**阅读文本**
= = = = = = =

第 65 场双周赛题解

Q1 2068. 检查两个字符串是否几乎相等 (opens new window)

签到。

class Solution2068 {
    fun checkAlmostEquivalent(word1: String, word2: String): Boolean {
        return ('a'..'z').all { c ->
            abs(word1.count { it == c } - word2.count { it == c}) <= 3
        }
    }
}

Q2 2069. 模拟行走机器人 II (opens new window)

这SB题目无语了，初始点走过之后再回到这里方向会不一样。玩这无聊的，有意思么？

class Robot(val width: Int, val height: Int) {

    var index = 0
    val arr = ArrayList<Triple<Int, Int, String>>()
    init {
        for (i in 0 until width) {
            arr.add(Triple(i, 0, "East"))
        }
        for (i in 1 until height) {
            arr.add(Triple(width - 1, i, "North"))
        }
        for (i in width - 2 downTo 0) {
            arr.add(Triple(i, height - 1, "West"))
        }
        for (i in height - 2 downTo 1) {
            arr.add(Triple(0, i, "South"))
        }
    }

    fun move(num: Int) {
        index += num
    }

    fun getPos(): IntArray {
        return arr[index % arr.size].let {
            intArrayOf(it.first, it.second)
        }
    }

    fun getDir(): String {
        if (index != 0 && getPos().sum() == 0) return "South"

= = = = = = =

**来自数据源的记录**
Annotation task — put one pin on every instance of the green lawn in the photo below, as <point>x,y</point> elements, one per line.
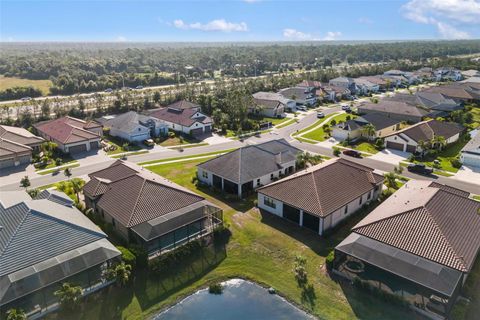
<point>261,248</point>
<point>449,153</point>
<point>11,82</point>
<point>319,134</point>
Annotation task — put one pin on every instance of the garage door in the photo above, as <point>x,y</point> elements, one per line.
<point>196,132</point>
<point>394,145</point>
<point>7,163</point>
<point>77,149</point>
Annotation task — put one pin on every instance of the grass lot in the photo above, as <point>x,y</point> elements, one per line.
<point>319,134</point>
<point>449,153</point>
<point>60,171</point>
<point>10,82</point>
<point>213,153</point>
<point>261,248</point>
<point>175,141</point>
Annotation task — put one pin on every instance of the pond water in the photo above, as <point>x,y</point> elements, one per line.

= = = = = = =

**练习目标**
请从第 65 场双周赛题解的最后一行之后接着写下去。

**本题结果**
        return arr[index % arr.size].third
    }

}

Q3 2070. 每一个查询的最大美丽值 (opens new window)

简单的离线算法，时刻更新最大值即可。

class SolutionC {
    fun maximumBeauty(items: Array<IntArray>, queries: IntArray): IntArray {
        items.sortBy { it[0] }
        var index = 0
        val map = HashMap<Int, Int>()
        var max = 0
        queries.sorted().forEach {
            while (index in items.indices && items[index][0] <= it) {
                max = maxOf(max, items[index][1])
                index++
            }
            map[it] = max
        }
        return queries.map { map[it]!! }.toIntArray()
    }
}

Q4 2071. 你可以安排的最多任务数目 (opens new window)

正向处理比较困难，但是可以二分判定一个值是否符合要求，求出最大值即可。

class SolutionD {
    // 二分，算isValid
    fun maxTaskAssign(tasks: IntArray, workers: IntArray, pills: Int, strength: Int): Int {
        tasks.sort()
        workers.sortDescending()

        fun check(mid: Int): Boolean {
            // 取出工作量最小的 及 最能干的工人 各mid个
            val tm = TreeMap<Int, Int>()
            for (i in 0 until mid) {
                tm[workers[i]] = tm.getOrDefault(workers[i], 0) + 1
            }
            var p = 0
            for (i in mid - 1 downTo 0) {
                val it = tasks[i]
                if (tm.ceilingKey(it) != null) {
                    val key = tm.ceilingKey(it)
                    tm[key] = tm.getOrDefault(key, 0) - 1
                    if (tm[key] == 0) tm.remove(key)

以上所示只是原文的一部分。